____ Estratto

A te la lode e la gloria nei secoli.
Benedetto il tuo nome glorioso e santo.
A te la lode e la gloria nei secoli.
Benedetto sei tu nel tuo tempio santo, glorioso.
A te la lode e la gloria nei secoli.
Benedetto sei tu sul trono del tuo regno.
A te la lode e la gloria nei secoli.
Benedetto sei tu che penetri con lo sguardo
gli abissi e siedi sui cherubini.
A te la lode e la gloria nei secoli.
Benedetto sei tu nel firmamento del cielo.
A te la lode e la gloria nei secoli

Questo salmo è "Il Cantico, tradizionalmente chiamato "dei tre giovani". E’ simile ad una fiaccola che rischiara l'oscurità del tempo dell'oppressione e della persecuzione, un tempo che spesso si è ripetuto nella storia di Israele e nella stessa storia del cristianesimo".
Con queste parole Giovanni Paolo II ha commentato il Cantico Dn 3, 52-57 "Ogni creatura lodi il Signore" - delle Lodi di domenica della 4ª settimana - durante l'udienza generale di mercoledì 19 febbraio 2003, nell'Aula Paolo VI. Dopo la proclamazione dei versetti 3, 52-57, il Papa ha svolto la seguente catechesi:
1. "Quei tre giovani, a una sola voce, si misero a lodare, a glorificare, a benedire Dio nella fornace" (Dn 3, 51). Questa frase introduce al celebre Cantico che ora abbiamo ascoltato in un suo frammento fondamentale. Esso si trova all'interno del Libro di Daniele, nella parte giunta a noi solo in lingua greca, ed è intonato da testimoni coraggiosi della fede, che non hanno voluto piegarsi all'adorazione della statua del re e hanno preferito affrontare una morte tragica, il martirio nella fornace ardente.
Sono tre giovani ebrei, collocati dall'autore sacro nel contesto storico del regno di Nabucodonosor, il tremendo sovrano babilonese che annientò la città santa di Gerusalemme nel 586 a.C. e deportò gli Israeliti "lungo i fiumi di Babilonia" (cfr Sal 136). Pur nel pericolo estremo, quando le fiamme ormai lambiscono i loro corpi, essi trovano la forza di "lodare, glorificare e benedire Dio", certi che il Signore del cosmo e della storia non li abbandonerà alla morte e al nulla.
2. L'autore biblico, che scriveva qualche secolo dopo, evoca questo eroico evento per stimolare i suoi contemporanei a tenere alto il vessillo della fede durante le persecuzioni dei re siro-ellenistici del secondo secolo a.C. Proprio allora si registra la coraggiosa reazione dei Maccabei, combattenti per la libertà della fede e della tradizione ebraica. Il Cantico, tradizionalmente chiamato "dei tre giovani", è simile ad una fiaccola che rischiara l'oscurità del tempo dell'oppressione e della persecuzione, un tempo che spesso si è ripetuto nella storia di Israele e nella stessa storia del cristianesimo. E noi sappiamo che il persecutore non assume sempre il volto violento e macabro dell'oppressore, ma spesso si compiace d'isolare il giusto, con la beffa e l'ironia, chiedendogli con sarcasmo: "Dov'è il tuo Dio?" (Sal 41, 4.11).

________

* Esercizi da svolgere *
(a) Modificate nei record la parte che si apre con la riga contenente "treeline, then give the position of each instance." e si chiude con quella contenente "(1127, 448)": riscrivete soltanto queste righe, sostituendo "wooden dock" con "wooden pier" e lasciando invariato tutto il resto.
(b) Proseguite il commento al Cantico dei tre giovani a partire dall'ultima frase riportata.

____ Righe di dati

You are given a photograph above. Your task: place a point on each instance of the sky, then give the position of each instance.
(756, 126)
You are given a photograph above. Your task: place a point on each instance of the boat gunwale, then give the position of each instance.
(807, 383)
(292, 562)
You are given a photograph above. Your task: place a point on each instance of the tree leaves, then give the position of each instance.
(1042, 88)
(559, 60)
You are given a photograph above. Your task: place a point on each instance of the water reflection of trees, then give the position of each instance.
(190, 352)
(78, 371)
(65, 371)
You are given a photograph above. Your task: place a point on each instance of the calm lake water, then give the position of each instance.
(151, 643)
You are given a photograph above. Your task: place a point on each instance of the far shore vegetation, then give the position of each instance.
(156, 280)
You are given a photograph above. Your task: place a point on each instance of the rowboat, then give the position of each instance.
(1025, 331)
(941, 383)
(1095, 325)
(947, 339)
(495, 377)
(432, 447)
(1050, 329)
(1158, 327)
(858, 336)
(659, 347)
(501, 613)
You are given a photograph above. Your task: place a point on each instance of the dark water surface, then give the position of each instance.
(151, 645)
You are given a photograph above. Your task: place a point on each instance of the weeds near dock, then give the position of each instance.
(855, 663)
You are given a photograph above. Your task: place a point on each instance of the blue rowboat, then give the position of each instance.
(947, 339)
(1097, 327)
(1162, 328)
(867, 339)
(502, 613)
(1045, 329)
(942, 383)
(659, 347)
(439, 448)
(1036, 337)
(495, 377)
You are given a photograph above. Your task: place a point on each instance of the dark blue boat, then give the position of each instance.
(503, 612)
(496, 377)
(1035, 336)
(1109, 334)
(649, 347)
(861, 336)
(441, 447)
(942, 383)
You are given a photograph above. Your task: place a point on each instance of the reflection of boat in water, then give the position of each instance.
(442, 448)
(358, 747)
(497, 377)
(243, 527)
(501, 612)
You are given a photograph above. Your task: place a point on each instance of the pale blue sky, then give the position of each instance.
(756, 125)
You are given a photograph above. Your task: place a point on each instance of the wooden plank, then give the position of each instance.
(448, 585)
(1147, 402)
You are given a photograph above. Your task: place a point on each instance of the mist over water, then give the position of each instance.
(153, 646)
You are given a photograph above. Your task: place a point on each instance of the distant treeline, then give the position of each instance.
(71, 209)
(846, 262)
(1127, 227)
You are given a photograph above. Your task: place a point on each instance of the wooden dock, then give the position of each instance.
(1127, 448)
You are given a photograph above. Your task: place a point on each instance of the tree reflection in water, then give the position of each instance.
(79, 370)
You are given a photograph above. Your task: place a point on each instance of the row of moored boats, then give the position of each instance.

________

* Elenco risposte *
(a)
You are given a photograph above. Your task: place a point on each instance of the distant treeline, then give the position of each instance.
(71, 209)
(846, 262)
(1127, 227)
You are given a photograph above. Your task: place a point on each instance of the wooden pier, then give the position of each instance.
(1127, 448)

(b)
3. Nella benedizione che i tre giovani fanno salire dal crogiolo della loro prova al Signore Onnipotente sono coinvolte tutte le creature. Essi intessono una sorta di arazzo multicolore dove brillano gli astri, scorrono le stagioni, si muovono gli animali, si affacciano gli angeli e soprattutto cantano i "servi del Signore", i "pii" e gli "umili di cuore" (cfr Dn 3, 85.87).
Il brano che è stato prima proclamato precede questa magnifica evocazione di tutte le creature. Costituisce la prima parte del Cantico, la quale evoca invece la presenza gloriosa del Signore, trascendente eppure vicina. Sì, perché Dio è nei cieli, dove "penetra con lo sguardo gli abissi" (cfr 3, 55), ma è anche "nel tempio santo glorioso" di Sion (cfr 3, 53). Egli è assiso sul "trono del suo regno" eterno e infinito (cfr 3, 54), ma è anche colui che "siede sui cherubini" (cfr 3, 55), nell'arca dell'alleanza collocata nel Santo dei Santi del tempio di Gerusalemme.
4. Un Dio al di sopra di noi, capace di salvarci con la sua potenza; ma anche un Dio vicino al suo popolo, in mezzo al quale Egli ha voluto abitare nel suo "tempio santo glorioso", manifestando così il suo amore. Un amore che Egli rivelerà in pienezza nel far "abitare in mezzo a noi" il Figlio suo Gesù Cristo "pieno di grazia e di verità" (cfr Gv 1, 14). Egli rivelerà in pienezza il suo amore nel mandare in mezzo a noi il Figlio a condividere in tutto, fuorché nel peccato, la nostra condizione segnata da prove, oppressioni, solitudine e morte.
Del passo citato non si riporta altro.